*TASKS TO PERFORM*:
[A] Name every comics creator mentioned in the review of the Future Shock "The Ultimate Warrior".
[B] According to the review of "The Ultimate Warrior", how long have the two cities on the Ice Planet Lexor been fighting?
[C] Rewrite the passage of the review of "The Ultimate Warrior" starting with "Shock: The King" and going on through "challenger for power.", putting "shield" in place of "mirror".

::: DOCUMENT EXTRACT :::

PROG: 35 – THE ULTIMATE WARRIOR
Plot: On the Ice Planet Lexor two cities have fought ceaselessly for 10,000 years. Finally one side unveils Peron, a solider whose glaze destroys everything in his view. Peron quickly vanquishes all enemies and returns to his city a hero. The King bids him a private audience and unveils a gift to thank him for his prowess on the battle field.
Shock: The King unveils a mirror and Peron cannot help but gaze into it and so destroys himself. The King congratulates himself on ridding the kingdom of a dangerous future challenger for power.
Thoughts: A future shock with little to recommend it beyond the Machiavellian delight of the scurrilous King winning out. The script is utterly nonsensical – how does one train to have eyes that kill? At least X-men have the conceit of mutant genes whereas Peron simply ‘has trained for 20 years’ (and if you are investing in a 20 year training cycle surely you’d have more than one warrior on the program?). Peron goes to battle on an Ice planet, which presumably has lots of… ice. So no chance of catching your own reflection in the ice eh? Or on all that shiny metal work these bizarre future knights are dressed in. Good job the king had the only mirror too – otherwise a 20 year training program might have been for naught had Peron nipped into a public convenience and looked up when washing his hands. Add to this a surfeit of stupid fantasy names dropped hither and thither for little reason and Robert Flynn’s first Future Shock is deeply unimpressive. However even then there could no-doubt have been a market for it had the art been up to par but if anything the barely fan-art efforts, credited to Marzal Canos, is even worse than the script. It certainly ranks as the worst art in a Future Shock up to that point. It’s hard to know whether Canos really can be the source of such inept work – he had already worked, at times with Lozano, on several 2000AD strips, notably MACH 1, and while that art was hardly astounding it certainly was competent and professionally done. This three page Shock has, at most, one panel that is of a professional standard, and even it isn’t much more than hacked-out. Whoever is responsible for this, or whatever division of pencils and inking may be behind it they certainly can view it as the nadir of their career. If it was Marzal Canos then it is at least fair to point out that he has gone on to far better work.
Shock’d? The fate of Peron is a shock in that there has been no indication it has been coming nor is it in any way convincing or logical. As may be clear the shock is in just how bad the art in this is in a Prog that featured the sumptuous work of Ian Gibson and Dave Gibbons.

::: DATASET SECTION :::

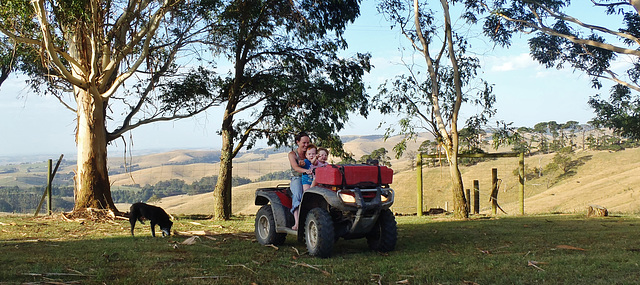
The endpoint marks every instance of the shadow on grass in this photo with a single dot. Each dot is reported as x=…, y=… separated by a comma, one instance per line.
x=564, y=249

:::

*ANSWER SET*:
[A] Robert Flynn, Marzal Canos, Lozano, Ian Gibson, Dave Gibbons

[B] For 10,000 years.

[C]
Shock: The King unveils a shield and Peron cannot help but gaze into it and so destroys himself. The King congratulates himself on ridding the kingdom of a dangerous future challenger for power.